ACTIVITY — Count up the lines below where the word "distant" shows up, and respond with the number alone.

SUPPLIED DATA —
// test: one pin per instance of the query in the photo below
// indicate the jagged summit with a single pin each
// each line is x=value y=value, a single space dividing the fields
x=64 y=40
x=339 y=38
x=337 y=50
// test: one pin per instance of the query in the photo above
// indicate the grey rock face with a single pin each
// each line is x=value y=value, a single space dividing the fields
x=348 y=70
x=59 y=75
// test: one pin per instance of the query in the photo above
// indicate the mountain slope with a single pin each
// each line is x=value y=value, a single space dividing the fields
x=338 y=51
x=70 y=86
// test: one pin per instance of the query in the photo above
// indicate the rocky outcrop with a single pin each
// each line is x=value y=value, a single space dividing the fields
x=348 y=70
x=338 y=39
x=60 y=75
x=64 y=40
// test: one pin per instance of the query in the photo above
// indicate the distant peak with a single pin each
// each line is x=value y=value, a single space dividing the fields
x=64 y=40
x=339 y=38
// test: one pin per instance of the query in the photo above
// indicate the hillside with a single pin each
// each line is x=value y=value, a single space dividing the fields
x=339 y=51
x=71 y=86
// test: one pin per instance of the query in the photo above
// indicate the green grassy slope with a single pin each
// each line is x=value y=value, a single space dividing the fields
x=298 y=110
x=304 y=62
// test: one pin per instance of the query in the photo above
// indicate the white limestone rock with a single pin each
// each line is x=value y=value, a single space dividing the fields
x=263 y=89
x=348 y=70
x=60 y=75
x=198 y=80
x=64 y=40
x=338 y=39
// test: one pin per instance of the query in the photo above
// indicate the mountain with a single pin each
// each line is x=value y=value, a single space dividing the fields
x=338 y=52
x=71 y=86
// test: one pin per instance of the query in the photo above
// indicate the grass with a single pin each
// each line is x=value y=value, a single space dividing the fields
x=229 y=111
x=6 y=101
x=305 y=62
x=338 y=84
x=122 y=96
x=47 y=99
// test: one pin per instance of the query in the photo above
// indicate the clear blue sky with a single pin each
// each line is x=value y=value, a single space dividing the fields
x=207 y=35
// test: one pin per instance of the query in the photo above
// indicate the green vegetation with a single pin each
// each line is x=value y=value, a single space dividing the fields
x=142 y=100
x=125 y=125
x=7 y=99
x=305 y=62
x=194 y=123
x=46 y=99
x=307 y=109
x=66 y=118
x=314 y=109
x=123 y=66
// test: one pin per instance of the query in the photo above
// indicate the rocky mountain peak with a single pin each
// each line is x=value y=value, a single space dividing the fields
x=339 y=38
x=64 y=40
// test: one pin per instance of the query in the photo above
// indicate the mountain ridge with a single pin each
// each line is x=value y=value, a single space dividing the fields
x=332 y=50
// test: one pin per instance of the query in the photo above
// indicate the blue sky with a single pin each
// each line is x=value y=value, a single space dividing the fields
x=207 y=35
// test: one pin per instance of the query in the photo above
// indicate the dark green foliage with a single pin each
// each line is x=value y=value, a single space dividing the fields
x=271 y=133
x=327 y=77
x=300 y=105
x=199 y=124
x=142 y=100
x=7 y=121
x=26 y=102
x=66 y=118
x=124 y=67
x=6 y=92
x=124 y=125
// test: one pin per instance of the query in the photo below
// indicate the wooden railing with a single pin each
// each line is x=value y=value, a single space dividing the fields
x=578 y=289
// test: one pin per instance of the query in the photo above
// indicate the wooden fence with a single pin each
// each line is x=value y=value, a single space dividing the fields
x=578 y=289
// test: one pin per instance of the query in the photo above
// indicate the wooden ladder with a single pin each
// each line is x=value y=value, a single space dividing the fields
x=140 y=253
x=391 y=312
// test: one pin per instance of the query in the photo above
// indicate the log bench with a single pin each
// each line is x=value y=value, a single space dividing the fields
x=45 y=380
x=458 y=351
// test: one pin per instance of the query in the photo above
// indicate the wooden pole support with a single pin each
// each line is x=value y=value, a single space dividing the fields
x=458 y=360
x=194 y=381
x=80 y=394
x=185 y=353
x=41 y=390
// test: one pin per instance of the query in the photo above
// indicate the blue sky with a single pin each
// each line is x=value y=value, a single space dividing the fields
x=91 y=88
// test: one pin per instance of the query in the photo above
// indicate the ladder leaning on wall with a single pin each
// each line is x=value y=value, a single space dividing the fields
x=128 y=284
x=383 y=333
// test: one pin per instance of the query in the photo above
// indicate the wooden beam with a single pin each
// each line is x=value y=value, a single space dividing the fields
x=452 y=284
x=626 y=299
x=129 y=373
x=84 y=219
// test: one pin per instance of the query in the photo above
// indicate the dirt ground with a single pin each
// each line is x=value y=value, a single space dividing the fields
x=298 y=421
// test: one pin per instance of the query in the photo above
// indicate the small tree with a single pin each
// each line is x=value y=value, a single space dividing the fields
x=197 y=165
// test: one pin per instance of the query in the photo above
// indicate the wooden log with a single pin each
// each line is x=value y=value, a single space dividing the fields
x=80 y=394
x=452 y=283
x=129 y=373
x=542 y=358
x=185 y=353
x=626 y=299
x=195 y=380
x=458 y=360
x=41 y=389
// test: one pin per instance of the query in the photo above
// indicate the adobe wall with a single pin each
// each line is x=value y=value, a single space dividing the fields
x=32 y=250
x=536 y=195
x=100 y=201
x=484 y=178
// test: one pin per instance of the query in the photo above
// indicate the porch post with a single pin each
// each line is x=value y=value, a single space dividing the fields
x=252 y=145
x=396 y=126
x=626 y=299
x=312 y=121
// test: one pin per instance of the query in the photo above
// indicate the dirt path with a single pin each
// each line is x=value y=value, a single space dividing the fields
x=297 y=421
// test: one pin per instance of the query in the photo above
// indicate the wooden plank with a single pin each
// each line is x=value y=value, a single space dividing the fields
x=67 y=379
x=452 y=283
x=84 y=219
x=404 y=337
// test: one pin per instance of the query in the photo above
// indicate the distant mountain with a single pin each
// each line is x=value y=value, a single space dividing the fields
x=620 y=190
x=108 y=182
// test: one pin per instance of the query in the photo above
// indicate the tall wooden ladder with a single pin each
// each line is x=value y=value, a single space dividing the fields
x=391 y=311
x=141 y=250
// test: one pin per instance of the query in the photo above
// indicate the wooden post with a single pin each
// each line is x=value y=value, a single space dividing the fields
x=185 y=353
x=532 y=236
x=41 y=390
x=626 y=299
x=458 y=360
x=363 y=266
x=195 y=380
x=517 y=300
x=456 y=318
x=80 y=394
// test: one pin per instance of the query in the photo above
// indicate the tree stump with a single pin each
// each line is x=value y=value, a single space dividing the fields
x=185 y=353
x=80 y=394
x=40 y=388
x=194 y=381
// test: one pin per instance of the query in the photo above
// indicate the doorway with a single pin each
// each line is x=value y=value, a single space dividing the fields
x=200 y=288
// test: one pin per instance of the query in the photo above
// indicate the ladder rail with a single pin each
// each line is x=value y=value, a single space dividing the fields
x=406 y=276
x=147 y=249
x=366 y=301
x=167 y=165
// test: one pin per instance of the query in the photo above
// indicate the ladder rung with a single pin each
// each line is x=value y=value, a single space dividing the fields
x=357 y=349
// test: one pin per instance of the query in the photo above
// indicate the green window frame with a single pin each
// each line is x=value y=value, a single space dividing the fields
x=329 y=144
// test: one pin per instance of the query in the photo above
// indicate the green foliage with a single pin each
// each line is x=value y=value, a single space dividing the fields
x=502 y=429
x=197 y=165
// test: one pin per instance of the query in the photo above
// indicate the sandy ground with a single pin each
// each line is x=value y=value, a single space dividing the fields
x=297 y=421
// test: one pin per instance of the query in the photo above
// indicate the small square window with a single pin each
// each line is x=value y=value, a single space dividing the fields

SOLUTION FOR THIS PROBLEM — 2